**Given request:**
In the records below, find the line containing "Tag the striped"; give it again exactly, along with every line that follows, and nothing else.

**Supplied entries:**

────

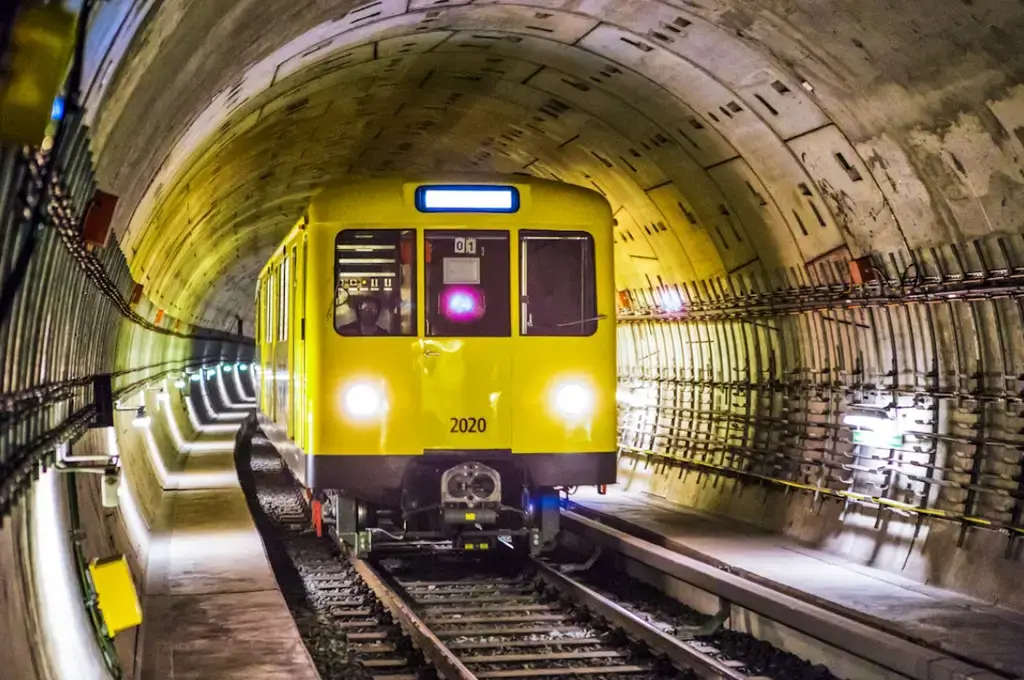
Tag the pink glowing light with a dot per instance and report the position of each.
(462, 304)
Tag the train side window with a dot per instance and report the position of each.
(467, 284)
(268, 298)
(283, 300)
(558, 284)
(375, 283)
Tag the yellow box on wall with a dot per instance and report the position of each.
(116, 590)
(42, 41)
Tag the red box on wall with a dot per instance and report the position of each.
(862, 270)
(99, 218)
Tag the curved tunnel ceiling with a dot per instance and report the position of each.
(728, 136)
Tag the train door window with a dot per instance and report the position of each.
(375, 283)
(268, 298)
(467, 284)
(558, 284)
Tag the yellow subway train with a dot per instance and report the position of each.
(437, 357)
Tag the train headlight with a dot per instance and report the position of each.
(573, 399)
(363, 400)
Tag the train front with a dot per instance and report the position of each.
(473, 370)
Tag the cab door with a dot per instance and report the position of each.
(466, 362)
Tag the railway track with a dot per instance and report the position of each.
(416, 617)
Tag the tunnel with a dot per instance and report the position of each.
(817, 215)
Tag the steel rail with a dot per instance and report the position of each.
(444, 661)
(678, 651)
(860, 639)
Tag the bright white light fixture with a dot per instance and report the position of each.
(878, 424)
(468, 199)
(140, 419)
(363, 400)
(573, 399)
(877, 431)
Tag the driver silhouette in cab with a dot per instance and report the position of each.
(367, 312)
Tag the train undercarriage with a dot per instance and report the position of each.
(467, 506)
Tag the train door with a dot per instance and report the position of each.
(281, 348)
(466, 363)
(293, 345)
(299, 344)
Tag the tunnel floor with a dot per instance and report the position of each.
(937, 618)
(212, 607)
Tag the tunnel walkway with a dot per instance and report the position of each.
(961, 626)
(212, 605)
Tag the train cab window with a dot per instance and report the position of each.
(558, 286)
(467, 284)
(375, 283)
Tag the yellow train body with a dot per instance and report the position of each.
(351, 412)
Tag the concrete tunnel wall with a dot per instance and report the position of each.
(42, 618)
(732, 137)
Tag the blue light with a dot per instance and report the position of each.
(467, 199)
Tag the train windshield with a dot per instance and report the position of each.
(559, 290)
(375, 283)
(467, 284)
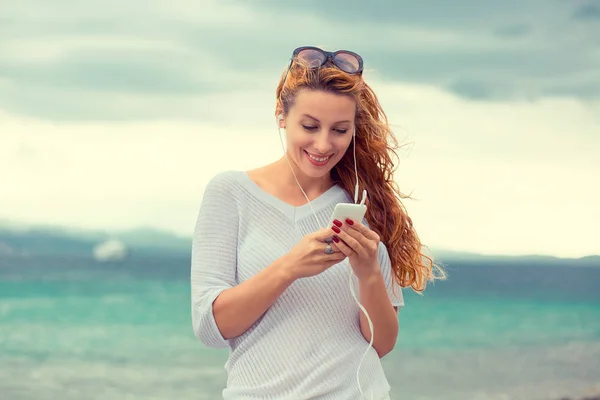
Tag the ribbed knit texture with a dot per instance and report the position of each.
(308, 344)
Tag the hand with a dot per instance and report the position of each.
(359, 244)
(308, 257)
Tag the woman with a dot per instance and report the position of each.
(266, 281)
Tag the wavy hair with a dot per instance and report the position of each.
(376, 155)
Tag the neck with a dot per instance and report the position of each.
(311, 186)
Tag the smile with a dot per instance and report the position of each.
(317, 160)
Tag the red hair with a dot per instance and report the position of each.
(376, 155)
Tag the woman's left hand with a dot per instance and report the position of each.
(360, 244)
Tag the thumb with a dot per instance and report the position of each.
(323, 234)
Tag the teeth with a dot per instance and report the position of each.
(318, 159)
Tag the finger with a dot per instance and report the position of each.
(347, 239)
(344, 248)
(337, 254)
(323, 235)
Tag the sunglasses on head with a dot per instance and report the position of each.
(315, 57)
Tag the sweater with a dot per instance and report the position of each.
(308, 344)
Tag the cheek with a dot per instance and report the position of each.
(298, 141)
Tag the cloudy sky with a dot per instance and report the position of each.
(113, 115)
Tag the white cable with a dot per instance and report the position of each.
(351, 285)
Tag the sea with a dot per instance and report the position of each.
(75, 328)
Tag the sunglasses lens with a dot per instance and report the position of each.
(347, 62)
(313, 58)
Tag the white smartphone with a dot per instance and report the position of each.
(348, 210)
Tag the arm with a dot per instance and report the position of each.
(374, 298)
(236, 309)
(221, 308)
(381, 296)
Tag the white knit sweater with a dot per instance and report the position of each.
(308, 344)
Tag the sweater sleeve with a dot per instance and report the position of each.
(393, 288)
(214, 257)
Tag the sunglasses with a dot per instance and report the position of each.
(314, 57)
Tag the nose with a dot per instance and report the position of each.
(323, 143)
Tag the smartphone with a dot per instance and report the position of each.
(348, 210)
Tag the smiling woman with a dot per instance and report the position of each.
(267, 281)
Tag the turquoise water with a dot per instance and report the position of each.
(71, 328)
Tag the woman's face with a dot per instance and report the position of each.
(319, 128)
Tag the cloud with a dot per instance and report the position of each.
(489, 176)
(182, 50)
(588, 12)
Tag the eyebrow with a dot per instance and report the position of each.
(310, 116)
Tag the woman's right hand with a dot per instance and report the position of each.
(308, 257)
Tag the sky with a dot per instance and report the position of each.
(114, 115)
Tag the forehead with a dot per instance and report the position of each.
(327, 107)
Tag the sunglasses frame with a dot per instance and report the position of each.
(329, 55)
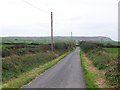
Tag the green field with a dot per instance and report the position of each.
(105, 59)
(113, 51)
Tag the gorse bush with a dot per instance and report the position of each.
(103, 61)
(22, 58)
(87, 46)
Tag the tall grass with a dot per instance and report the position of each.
(103, 61)
(23, 58)
(89, 76)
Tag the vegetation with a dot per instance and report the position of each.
(89, 75)
(113, 51)
(22, 58)
(22, 79)
(103, 60)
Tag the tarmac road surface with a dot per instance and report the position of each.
(65, 74)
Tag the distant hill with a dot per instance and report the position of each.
(56, 39)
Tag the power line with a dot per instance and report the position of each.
(35, 6)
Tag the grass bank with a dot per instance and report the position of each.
(103, 61)
(28, 76)
(94, 78)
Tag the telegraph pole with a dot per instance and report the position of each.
(51, 31)
(71, 37)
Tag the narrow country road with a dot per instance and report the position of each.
(66, 74)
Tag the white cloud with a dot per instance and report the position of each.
(20, 18)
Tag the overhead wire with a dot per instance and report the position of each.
(32, 5)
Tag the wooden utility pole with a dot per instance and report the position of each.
(71, 37)
(51, 31)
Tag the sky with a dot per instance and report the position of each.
(81, 17)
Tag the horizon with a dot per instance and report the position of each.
(85, 18)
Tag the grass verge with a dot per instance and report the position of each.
(94, 78)
(29, 76)
(89, 76)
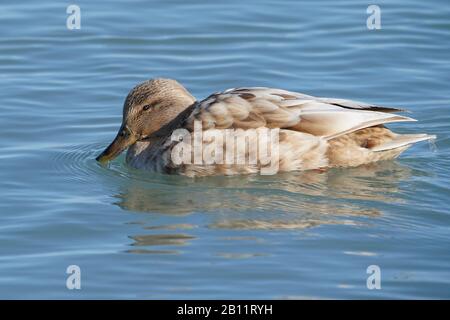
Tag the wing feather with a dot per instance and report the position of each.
(275, 108)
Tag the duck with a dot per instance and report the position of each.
(161, 121)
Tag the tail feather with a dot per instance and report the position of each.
(402, 140)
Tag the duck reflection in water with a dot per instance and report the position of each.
(282, 202)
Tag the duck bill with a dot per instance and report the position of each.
(123, 140)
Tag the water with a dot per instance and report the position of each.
(141, 235)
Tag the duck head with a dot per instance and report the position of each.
(148, 107)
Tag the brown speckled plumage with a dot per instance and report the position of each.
(314, 132)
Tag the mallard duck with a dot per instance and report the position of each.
(312, 132)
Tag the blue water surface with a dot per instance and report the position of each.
(137, 235)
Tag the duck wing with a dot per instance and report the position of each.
(255, 107)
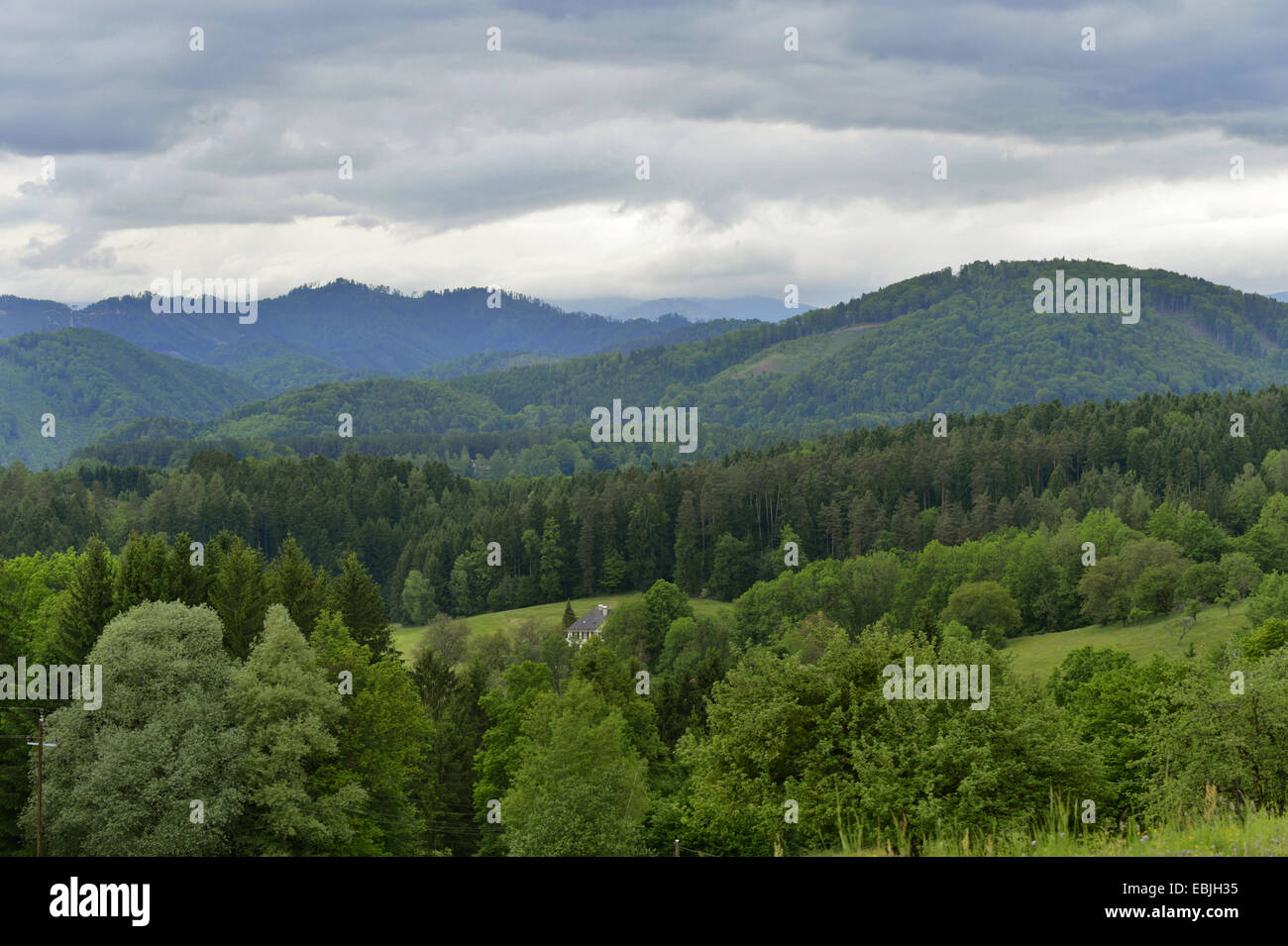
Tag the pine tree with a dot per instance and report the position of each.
(240, 597)
(362, 607)
(292, 583)
(89, 605)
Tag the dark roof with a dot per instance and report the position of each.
(590, 620)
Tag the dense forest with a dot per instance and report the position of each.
(894, 356)
(712, 524)
(263, 583)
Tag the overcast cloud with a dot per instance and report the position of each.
(518, 167)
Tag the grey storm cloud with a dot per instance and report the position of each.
(445, 134)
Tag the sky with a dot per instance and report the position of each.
(127, 155)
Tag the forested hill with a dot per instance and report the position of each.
(939, 341)
(91, 381)
(962, 344)
(349, 331)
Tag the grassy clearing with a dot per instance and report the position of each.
(1256, 834)
(1041, 653)
(545, 615)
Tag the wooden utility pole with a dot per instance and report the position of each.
(40, 773)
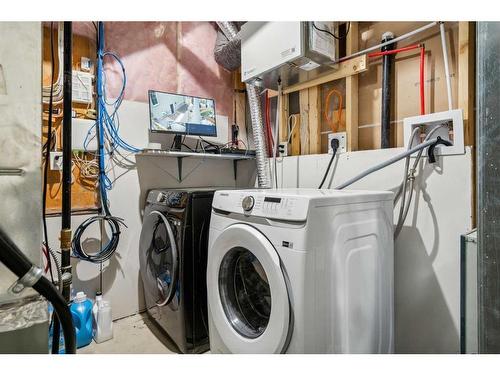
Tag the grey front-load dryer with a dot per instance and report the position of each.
(173, 259)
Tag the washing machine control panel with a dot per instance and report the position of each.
(263, 204)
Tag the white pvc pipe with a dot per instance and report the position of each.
(446, 66)
(392, 41)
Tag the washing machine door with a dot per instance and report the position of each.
(247, 292)
(159, 259)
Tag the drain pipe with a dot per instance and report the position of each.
(388, 60)
(66, 178)
(263, 177)
(66, 174)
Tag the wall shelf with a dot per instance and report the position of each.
(180, 155)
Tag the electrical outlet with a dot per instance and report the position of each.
(56, 161)
(85, 64)
(342, 137)
(283, 149)
(453, 132)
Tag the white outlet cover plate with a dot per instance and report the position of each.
(455, 115)
(342, 137)
(55, 160)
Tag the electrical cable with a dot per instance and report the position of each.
(276, 132)
(348, 27)
(47, 152)
(107, 132)
(386, 163)
(328, 119)
(335, 146)
(410, 175)
(105, 252)
(292, 128)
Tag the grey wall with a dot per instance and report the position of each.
(20, 134)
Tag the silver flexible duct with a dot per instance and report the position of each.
(263, 175)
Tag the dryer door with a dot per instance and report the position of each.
(159, 259)
(247, 292)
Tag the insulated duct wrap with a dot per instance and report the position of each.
(263, 172)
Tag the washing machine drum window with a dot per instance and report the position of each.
(159, 257)
(244, 292)
(248, 293)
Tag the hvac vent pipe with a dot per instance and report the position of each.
(263, 175)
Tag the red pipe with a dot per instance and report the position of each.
(422, 68)
(403, 49)
(422, 80)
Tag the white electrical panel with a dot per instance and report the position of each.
(292, 52)
(83, 133)
(82, 87)
(451, 128)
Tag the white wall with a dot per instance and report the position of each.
(20, 135)
(121, 279)
(427, 253)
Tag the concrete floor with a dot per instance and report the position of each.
(135, 334)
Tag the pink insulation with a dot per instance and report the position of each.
(167, 56)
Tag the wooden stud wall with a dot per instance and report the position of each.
(361, 85)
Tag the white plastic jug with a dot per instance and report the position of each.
(102, 320)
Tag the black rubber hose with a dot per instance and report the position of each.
(335, 146)
(19, 264)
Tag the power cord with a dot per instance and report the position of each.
(335, 146)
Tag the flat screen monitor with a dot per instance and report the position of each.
(181, 114)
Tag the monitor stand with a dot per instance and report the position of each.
(177, 143)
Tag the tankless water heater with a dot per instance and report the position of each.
(292, 51)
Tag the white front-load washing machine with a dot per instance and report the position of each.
(301, 271)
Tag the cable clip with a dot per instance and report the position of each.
(29, 279)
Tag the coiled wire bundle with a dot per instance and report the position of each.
(106, 251)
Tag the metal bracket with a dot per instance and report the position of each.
(29, 279)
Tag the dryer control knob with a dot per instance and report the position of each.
(247, 203)
(161, 198)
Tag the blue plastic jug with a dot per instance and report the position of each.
(81, 310)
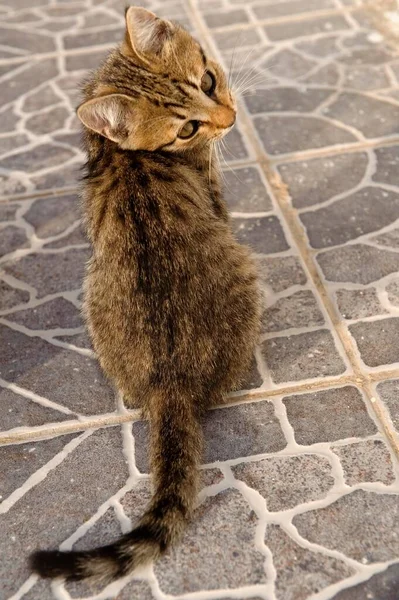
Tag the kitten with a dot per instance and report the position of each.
(171, 299)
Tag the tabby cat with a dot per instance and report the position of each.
(171, 299)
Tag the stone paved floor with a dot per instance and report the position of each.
(300, 495)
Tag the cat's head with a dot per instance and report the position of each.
(158, 90)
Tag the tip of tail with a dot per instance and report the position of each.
(52, 564)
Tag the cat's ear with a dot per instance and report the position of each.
(108, 115)
(146, 34)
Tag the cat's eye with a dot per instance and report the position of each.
(208, 83)
(188, 130)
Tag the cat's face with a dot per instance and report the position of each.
(160, 91)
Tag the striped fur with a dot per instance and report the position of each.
(171, 299)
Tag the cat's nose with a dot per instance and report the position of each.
(233, 121)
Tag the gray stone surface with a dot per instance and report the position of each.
(373, 118)
(287, 134)
(61, 375)
(280, 273)
(387, 163)
(244, 430)
(18, 411)
(287, 481)
(302, 356)
(264, 235)
(365, 461)
(299, 310)
(51, 273)
(228, 523)
(357, 304)
(329, 415)
(357, 263)
(365, 211)
(377, 341)
(11, 239)
(362, 524)
(19, 462)
(393, 292)
(50, 315)
(292, 562)
(383, 585)
(36, 522)
(389, 392)
(294, 29)
(52, 216)
(10, 296)
(286, 99)
(389, 238)
(245, 191)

────

**Solved problem:**
Tag the striped fur with a dot per instance and report the position of each.
(171, 299)
Tag the cat's nose with a dot per instance and report the position of each.
(233, 121)
Tag the gray stone surface with a dot per instance and report the position of each.
(373, 118)
(287, 134)
(61, 375)
(280, 273)
(387, 163)
(244, 430)
(18, 411)
(287, 481)
(302, 356)
(264, 235)
(365, 461)
(299, 310)
(51, 273)
(228, 523)
(357, 304)
(329, 415)
(357, 263)
(365, 211)
(377, 341)
(11, 239)
(362, 524)
(19, 462)
(393, 292)
(50, 315)
(292, 562)
(383, 585)
(36, 522)
(389, 392)
(294, 29)
(52, 216)
(10, 296)
(286, 99)
(389, 238)
(245, 191)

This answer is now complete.